Items listed in a dataset
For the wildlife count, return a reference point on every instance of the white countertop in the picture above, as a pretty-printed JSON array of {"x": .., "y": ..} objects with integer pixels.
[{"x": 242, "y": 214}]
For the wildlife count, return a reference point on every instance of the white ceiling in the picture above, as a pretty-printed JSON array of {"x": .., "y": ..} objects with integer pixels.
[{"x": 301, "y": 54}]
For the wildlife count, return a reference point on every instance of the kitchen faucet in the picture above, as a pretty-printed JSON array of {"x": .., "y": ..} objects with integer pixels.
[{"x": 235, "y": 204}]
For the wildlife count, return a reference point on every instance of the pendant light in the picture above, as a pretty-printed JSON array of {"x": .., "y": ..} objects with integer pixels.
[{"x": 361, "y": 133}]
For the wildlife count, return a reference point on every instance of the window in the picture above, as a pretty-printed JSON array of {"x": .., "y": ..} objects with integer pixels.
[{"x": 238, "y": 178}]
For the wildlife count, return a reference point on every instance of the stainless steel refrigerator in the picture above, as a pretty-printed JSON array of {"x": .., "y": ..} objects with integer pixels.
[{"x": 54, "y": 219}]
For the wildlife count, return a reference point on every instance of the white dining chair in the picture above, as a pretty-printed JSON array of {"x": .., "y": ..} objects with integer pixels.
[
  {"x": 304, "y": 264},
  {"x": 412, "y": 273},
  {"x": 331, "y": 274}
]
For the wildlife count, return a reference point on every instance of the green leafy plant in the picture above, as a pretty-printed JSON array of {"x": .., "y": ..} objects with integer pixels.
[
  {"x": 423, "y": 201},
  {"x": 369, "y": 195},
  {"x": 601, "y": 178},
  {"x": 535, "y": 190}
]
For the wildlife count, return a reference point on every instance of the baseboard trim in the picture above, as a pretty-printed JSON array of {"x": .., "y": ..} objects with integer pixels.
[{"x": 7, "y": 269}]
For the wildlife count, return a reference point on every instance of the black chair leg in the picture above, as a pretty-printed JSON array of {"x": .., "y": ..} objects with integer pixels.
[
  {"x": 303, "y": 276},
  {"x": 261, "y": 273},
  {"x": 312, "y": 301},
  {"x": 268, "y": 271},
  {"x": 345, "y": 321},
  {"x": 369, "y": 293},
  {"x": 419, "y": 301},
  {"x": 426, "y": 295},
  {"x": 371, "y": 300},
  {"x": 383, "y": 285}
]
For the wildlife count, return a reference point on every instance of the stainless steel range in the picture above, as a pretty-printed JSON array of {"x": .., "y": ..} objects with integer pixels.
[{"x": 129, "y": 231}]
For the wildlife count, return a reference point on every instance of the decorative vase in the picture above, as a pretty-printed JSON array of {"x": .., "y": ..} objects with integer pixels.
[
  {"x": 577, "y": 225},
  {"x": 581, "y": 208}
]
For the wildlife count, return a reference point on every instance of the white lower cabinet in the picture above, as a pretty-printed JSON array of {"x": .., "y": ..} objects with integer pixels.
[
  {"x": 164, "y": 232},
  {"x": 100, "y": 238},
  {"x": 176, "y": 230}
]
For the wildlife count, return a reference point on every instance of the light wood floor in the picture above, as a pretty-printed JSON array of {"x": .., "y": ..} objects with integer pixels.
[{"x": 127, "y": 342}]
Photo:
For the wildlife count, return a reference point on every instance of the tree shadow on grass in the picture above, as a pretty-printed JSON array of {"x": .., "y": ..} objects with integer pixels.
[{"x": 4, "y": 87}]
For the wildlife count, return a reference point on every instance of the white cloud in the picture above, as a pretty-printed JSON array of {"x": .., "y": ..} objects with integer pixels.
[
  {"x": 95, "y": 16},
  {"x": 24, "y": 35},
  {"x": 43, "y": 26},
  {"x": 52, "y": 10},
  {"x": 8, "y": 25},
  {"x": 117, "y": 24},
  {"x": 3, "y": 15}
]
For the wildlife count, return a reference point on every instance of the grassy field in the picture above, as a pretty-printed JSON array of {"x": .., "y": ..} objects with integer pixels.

* [Directive] All of the data needs to be reproduced exactly, with no line missing.

* [Solution below]
For the wildlife count, return a reference point on every instance of the white countertop in the picture above, as a pretty-printed JSON array of {"x": .., "y": ..} objects with integer pixels.
[{"x": 242, "y": 214}]
For the wildlife count, return a reference point on every instance of the white ceiling in the picture above, as a pretty-printed JSON array of {"x": .., "y": ..} objects with integer pixels.
[{"x": 301, "y": 54}]
For the wildlife count, return a reference point on every instance of the kitchen faucet in the picture above, as a pretty-printed JSON array of {"x": .., "y": ..} objects with integer pixels.
[{"x": 235, "y": 204}]
For the wildlife count, return a reference point on every instance of the pendant light in the picture above, as a pretty-printed JSON array of {"x": .., "y": ..} objects with integer pixels.
[{"x": 361, "y": 133}]
For the wildlife count, return a reference point on every instance of the window in the picture above, as a pretty-printed JSON array of {"x": .., "y": ..} objects with integer pixels.
[{"x": 238, "y": 178}]
For the wildlife count, return a reference point on every instance of the stainless steel refrigerator in the picture above, as a pretty-printed JSON array of {"x": .., "y": ..} objects with integer pixels.
[{"x": 54, "y": 219}]
For the wildlife count, return a reference point on every instance of the white dining chair in the picture above, as a pretty-printed JSON array of {"x": .., "y": ..} objects with integer pixels.
[
  {"x": 304, "y": 264},
  {"x": 412, "y": 273},
  {"x": 331, "y": 274}
]
For the wildlife count, return a reference point on every instance of the green leafy plant in the picture above, as a pretty-printed JSON array of {"x": .., "y": ..} objects with integer pixels.
[
  {"x": 423, "y": 201},
  {"x": 369, "y": 195},
  {"x": 601, "y": 178},
  {"x": 535, "y": 190}
]
For the wildlife count, return a reference point on every instance of the baseboard trim in the picture above, as a pretty-printed JSON array of {"x": .., "y": ..} objects with integer pixels.
[{"x": 7, "y": 269}]
For the wildlife count, return a reference point on every instance of the black chair leg in the picture above, as a pretty-printed JSON array of {"x": .., "y": ..} objects with integer pixels.
[
  {"x": 303, "y": 276},
  {"x": 261, "y": 273},
  {"x": 312, "y": 301},
  {"x": 268, "y": 271},
  {"x": 345, "y": 321},
  {"x": 369, "y": 293},
  {"x": 419, "y": 301},
  {"x": 426, "y": 295},
  {"x": 371, "y": 300},
  {"x": 383, "y": 285}
]
For the wildlife count, return a reference point on every instance of the stainless steel range in the picture above, as a pretty-printed JSON array of {"x": .., "y": ..} objects with integer pixels.
[{"x": 129, "y": 231}]
For the wildlife count, return a reference point on every instance of the decorative vase in the picture above, as a pretty-printed JSON array of {"x": .., "y": ..} objects with integer pixels.
[
  {"x": 577, "y": 225},
  {"x": 581, "y": 208}
]
For the wildlife count, return a reference point on every instance of the white lower cabinet in the picture above, as a pretty-printed JSON array of {"x": .., "y": ..} objects with integer pixels.
[
  {"x": 164, "y": 232},
  {"x": 100, "y": 238},
  {"x": 176, "y": 230}
]
For the wildlife count, return a reference point on every instance of the light wood floor in the picture above, as a pretty-printed JSON array of {"x": .., "y": ..} objects with integer pixels.
[{"x": 127, "y": 342}]
Photo:
For the wildlife count, return a reference point on every instance of the tree shadow on grass in the picture above, as a pretty-printed JSON array of {"x": .., "y": ..} objects with integer pixels.
[{"x": 4, "y": 87}]
For the wildlife count, return a reference point on every instance of the white cloud in the picture above, as a pretty-printed JSON array of {"x": .., "y": ..} objects with integer pixels.
[
  {"x": 95, "y": 16},
  {"x": 24, "y": 35},
  {"x": 43, "y": 26},
  {"x": 52, "y": 10},
  {"x": 8, "y": 25},
  {"x": 117, "y": 24},
  {"x": 3, "y": 15}
]
For the wildlife count, return a reference point on every instance of the grassy field in the picture above, as a pretty-printed JSON array of {"x": .., "y": ..} objects with integer pixels.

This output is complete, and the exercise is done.